● Given exercise
How many lines in the entries below contain the word "Kindly"? Reply with the number alone.

● Supplied records
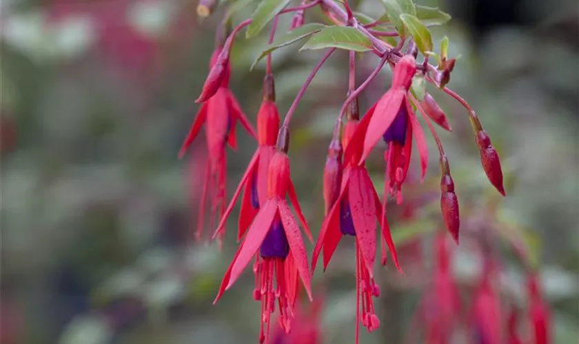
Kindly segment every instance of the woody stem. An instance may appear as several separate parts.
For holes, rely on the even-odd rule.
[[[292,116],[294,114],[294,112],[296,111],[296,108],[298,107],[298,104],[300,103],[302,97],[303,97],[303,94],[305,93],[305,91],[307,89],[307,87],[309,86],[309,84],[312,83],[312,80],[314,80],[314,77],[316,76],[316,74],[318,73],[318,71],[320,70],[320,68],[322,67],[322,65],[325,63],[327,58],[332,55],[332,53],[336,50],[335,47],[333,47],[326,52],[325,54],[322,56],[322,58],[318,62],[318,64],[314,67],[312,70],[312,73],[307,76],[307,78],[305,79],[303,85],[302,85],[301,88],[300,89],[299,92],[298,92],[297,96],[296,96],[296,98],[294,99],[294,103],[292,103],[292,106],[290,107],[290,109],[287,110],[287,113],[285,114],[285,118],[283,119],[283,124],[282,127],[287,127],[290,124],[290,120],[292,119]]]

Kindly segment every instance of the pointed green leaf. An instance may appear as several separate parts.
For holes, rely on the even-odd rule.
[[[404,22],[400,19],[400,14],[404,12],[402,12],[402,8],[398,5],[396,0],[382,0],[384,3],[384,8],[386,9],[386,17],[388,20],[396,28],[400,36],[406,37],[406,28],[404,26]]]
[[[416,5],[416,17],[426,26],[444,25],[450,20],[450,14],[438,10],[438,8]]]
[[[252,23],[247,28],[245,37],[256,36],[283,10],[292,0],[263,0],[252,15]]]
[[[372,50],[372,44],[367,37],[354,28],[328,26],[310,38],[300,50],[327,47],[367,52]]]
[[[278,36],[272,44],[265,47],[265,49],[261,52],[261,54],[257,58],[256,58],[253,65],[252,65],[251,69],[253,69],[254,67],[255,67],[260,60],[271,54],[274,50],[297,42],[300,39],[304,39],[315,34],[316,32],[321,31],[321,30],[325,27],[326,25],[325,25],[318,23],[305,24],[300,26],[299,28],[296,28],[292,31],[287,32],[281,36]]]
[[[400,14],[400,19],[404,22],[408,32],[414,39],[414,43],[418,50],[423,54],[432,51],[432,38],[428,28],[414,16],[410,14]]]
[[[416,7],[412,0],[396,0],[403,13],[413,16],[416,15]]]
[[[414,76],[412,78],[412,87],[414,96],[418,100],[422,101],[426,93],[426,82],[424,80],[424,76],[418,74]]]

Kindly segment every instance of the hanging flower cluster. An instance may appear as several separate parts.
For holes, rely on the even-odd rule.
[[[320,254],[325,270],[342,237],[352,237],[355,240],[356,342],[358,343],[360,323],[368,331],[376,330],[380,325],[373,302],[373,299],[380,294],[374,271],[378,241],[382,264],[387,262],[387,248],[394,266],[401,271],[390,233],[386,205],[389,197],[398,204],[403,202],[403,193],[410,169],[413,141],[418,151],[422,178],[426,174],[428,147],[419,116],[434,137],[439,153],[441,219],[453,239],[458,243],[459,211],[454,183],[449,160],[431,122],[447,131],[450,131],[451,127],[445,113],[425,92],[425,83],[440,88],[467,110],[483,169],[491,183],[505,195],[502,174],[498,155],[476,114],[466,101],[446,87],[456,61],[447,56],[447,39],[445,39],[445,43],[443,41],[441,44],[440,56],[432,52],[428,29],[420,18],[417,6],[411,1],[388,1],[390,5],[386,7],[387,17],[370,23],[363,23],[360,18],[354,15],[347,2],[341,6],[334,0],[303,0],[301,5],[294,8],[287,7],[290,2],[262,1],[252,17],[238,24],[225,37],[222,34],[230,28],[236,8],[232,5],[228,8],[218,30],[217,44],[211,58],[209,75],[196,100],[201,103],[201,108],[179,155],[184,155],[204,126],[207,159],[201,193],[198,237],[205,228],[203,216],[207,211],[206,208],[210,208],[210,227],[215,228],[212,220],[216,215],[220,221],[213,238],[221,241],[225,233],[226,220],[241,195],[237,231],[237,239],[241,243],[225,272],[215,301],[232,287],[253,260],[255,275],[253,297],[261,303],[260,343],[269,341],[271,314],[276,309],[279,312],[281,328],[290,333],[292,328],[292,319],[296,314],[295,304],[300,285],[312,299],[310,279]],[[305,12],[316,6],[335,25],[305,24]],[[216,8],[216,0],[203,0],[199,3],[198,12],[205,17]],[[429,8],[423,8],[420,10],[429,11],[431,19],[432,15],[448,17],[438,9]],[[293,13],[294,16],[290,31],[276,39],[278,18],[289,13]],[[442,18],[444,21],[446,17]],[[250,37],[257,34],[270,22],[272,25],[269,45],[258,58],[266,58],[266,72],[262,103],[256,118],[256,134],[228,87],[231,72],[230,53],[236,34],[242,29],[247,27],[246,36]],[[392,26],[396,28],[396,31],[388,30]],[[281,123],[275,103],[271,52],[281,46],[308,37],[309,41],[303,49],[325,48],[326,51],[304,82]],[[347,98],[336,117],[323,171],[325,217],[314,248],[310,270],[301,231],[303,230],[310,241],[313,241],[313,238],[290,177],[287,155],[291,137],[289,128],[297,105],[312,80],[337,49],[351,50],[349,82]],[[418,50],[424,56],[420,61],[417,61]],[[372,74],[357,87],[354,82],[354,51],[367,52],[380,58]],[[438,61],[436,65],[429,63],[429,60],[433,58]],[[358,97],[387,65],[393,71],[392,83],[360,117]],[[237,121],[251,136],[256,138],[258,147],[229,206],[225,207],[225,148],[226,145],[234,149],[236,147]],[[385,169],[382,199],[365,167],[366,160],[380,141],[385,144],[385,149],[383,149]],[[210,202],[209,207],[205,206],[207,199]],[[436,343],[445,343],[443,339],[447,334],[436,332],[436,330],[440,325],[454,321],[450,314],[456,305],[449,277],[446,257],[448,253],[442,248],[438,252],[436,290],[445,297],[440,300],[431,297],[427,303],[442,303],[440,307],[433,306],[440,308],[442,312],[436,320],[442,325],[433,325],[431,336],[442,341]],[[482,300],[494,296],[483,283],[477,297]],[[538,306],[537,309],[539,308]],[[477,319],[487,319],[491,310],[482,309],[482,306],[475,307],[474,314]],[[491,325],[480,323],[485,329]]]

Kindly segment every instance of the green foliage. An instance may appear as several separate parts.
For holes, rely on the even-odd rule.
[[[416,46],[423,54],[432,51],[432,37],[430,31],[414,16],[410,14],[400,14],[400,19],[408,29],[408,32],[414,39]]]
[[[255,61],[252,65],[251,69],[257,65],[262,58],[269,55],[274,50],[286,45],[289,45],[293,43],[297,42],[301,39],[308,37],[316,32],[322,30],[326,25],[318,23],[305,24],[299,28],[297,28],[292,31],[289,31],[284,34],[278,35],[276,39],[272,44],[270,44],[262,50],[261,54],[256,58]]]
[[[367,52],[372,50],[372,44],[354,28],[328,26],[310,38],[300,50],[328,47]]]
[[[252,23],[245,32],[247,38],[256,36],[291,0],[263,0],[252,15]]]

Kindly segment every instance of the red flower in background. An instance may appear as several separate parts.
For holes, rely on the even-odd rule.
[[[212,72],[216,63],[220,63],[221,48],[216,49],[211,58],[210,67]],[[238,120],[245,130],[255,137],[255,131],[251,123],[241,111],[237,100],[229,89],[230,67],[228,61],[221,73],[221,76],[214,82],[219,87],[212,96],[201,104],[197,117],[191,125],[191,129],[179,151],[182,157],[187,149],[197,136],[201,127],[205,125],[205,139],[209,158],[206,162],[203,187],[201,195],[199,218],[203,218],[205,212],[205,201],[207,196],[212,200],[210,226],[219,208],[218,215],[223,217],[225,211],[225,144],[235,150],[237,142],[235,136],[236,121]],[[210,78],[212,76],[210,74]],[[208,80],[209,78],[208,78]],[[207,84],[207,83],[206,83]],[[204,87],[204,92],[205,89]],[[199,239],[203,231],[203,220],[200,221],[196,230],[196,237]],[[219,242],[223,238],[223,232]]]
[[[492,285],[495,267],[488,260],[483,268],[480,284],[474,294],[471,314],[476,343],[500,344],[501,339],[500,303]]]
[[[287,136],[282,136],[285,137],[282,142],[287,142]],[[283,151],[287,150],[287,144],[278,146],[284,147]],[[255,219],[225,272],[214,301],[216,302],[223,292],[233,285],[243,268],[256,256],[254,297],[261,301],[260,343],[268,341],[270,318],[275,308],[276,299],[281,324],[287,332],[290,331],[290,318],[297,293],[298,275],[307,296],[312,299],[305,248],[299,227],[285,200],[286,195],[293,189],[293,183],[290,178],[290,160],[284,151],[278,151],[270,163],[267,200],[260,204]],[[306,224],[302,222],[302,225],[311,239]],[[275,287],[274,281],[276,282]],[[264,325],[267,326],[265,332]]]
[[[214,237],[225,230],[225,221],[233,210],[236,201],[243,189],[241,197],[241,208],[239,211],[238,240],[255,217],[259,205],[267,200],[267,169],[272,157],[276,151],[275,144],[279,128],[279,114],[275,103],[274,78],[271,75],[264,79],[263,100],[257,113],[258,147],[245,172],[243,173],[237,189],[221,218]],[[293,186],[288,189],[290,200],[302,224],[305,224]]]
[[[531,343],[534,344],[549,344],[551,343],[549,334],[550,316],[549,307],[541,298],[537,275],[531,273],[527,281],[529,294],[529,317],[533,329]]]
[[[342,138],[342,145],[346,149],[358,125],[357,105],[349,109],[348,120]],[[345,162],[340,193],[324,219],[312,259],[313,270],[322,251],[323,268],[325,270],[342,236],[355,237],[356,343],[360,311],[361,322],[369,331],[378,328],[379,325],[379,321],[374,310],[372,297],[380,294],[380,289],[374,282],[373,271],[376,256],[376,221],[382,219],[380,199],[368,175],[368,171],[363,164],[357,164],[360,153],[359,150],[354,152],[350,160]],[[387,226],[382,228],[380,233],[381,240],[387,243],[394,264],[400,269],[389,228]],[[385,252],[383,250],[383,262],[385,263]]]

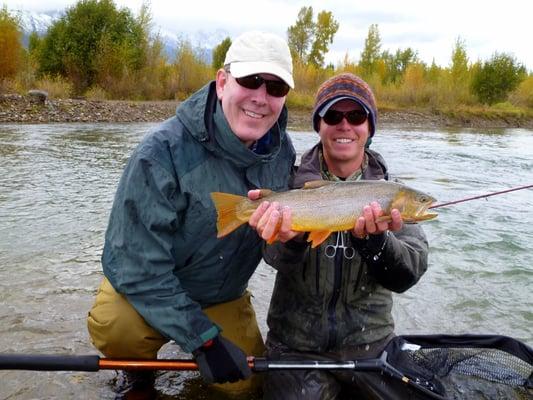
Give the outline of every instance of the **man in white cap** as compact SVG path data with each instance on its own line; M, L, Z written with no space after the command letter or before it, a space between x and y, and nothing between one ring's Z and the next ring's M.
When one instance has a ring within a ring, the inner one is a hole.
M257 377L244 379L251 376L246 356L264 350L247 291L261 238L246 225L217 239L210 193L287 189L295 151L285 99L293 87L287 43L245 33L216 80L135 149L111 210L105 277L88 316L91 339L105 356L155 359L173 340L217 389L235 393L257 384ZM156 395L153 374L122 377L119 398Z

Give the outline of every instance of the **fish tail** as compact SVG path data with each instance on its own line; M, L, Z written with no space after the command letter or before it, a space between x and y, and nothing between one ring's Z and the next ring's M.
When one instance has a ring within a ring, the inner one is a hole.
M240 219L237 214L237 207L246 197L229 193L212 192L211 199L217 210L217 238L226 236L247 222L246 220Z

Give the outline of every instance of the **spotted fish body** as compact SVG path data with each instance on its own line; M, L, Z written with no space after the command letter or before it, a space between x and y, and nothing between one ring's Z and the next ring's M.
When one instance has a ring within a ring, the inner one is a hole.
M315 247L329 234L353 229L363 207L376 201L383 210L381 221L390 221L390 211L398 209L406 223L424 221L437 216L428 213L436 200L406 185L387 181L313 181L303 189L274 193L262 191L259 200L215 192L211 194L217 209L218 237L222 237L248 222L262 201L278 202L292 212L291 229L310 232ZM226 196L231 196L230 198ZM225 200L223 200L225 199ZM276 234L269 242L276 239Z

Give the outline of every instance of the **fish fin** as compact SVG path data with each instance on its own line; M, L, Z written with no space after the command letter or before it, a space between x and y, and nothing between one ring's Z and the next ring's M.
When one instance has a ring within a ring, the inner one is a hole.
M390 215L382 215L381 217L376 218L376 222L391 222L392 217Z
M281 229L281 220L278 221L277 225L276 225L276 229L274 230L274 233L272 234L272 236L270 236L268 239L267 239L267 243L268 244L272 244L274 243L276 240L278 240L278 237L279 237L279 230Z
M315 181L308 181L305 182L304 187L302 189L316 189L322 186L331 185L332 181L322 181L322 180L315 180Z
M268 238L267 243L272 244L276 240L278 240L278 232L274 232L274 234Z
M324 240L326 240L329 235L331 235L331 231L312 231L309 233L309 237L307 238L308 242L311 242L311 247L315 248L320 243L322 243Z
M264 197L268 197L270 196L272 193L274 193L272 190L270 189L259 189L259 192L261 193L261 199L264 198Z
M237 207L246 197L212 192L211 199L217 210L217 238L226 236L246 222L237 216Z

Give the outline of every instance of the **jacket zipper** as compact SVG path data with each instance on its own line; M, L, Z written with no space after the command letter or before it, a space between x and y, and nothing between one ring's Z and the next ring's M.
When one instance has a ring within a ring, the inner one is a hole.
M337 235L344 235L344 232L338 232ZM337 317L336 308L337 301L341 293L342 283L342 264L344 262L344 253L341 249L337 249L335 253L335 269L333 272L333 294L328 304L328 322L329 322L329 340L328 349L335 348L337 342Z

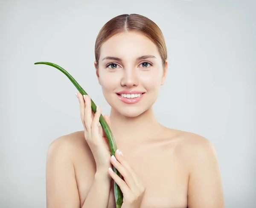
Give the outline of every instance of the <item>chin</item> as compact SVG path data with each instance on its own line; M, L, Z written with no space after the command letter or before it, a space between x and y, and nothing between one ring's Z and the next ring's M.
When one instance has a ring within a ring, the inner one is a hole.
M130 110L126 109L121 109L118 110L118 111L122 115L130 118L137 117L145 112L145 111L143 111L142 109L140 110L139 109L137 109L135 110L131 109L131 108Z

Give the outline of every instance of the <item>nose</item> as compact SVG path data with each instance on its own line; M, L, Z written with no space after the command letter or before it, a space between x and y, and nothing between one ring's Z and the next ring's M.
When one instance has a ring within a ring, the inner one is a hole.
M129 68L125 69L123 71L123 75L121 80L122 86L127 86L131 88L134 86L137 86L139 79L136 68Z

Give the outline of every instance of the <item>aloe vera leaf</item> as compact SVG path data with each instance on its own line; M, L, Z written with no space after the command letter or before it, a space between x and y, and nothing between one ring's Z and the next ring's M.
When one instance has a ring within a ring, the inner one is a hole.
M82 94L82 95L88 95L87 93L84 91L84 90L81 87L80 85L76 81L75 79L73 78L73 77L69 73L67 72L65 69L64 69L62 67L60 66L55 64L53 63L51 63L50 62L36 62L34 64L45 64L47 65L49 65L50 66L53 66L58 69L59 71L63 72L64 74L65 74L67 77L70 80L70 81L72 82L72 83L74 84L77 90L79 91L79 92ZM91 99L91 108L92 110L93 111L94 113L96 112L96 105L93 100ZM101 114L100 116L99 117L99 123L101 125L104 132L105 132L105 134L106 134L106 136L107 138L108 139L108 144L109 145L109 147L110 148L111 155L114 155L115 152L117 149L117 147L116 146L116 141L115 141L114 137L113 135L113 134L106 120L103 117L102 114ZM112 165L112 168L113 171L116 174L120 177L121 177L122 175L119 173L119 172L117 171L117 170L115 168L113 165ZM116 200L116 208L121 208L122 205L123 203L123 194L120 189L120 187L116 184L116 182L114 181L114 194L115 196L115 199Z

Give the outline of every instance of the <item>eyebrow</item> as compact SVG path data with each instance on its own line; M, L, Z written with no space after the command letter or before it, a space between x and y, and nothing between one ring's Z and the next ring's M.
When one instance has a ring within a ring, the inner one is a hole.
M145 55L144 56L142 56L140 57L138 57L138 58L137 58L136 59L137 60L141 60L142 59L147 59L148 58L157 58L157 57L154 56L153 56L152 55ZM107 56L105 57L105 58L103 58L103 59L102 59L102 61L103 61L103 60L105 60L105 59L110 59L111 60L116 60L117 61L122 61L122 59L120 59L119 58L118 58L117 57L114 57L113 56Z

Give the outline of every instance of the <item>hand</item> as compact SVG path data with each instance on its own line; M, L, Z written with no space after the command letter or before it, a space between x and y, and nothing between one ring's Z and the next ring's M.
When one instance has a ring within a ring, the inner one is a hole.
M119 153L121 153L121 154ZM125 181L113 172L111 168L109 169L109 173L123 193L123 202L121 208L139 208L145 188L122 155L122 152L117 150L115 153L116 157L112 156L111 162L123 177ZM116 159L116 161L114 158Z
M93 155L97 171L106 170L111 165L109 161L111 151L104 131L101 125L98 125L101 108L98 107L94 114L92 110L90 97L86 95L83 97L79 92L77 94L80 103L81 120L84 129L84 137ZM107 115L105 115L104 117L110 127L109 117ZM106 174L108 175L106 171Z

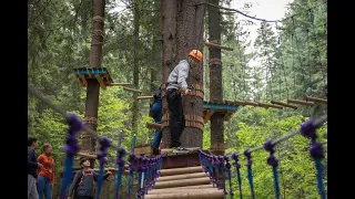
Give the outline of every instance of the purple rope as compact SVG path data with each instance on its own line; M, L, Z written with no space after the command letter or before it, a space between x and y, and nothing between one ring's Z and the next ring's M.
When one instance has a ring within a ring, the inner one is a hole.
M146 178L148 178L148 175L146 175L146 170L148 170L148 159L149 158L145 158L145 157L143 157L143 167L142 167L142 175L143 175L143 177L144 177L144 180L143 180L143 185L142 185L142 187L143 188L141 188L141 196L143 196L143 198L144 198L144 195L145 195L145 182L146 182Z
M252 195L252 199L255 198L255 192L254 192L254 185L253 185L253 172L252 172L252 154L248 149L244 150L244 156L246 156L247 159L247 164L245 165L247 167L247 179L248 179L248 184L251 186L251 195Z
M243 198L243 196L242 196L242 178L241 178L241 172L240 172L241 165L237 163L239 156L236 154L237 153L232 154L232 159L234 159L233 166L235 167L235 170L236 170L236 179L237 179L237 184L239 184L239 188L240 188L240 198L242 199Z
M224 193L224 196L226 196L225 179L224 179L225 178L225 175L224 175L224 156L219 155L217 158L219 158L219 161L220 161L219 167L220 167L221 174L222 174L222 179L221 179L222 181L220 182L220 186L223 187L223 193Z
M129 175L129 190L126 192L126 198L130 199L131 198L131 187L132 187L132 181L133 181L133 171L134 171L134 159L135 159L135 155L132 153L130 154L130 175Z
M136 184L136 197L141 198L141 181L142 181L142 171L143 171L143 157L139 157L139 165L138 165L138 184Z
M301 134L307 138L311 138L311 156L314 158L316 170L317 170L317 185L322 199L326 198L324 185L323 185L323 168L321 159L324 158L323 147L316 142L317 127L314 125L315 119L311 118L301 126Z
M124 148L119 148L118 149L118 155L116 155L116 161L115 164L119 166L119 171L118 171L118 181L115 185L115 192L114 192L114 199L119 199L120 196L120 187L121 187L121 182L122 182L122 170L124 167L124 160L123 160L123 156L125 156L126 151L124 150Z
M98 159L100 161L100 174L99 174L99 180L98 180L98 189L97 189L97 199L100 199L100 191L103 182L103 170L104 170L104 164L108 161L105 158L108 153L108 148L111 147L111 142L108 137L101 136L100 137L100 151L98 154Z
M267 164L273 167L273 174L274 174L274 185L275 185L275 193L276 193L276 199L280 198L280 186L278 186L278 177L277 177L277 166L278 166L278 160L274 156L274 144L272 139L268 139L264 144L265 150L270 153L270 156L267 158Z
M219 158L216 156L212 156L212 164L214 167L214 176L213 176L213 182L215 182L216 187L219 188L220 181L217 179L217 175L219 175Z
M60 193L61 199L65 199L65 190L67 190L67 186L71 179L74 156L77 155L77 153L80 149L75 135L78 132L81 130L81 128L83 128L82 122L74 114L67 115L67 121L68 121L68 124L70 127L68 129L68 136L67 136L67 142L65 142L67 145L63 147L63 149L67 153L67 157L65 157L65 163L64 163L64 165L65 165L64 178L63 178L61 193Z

● Answer to this task
5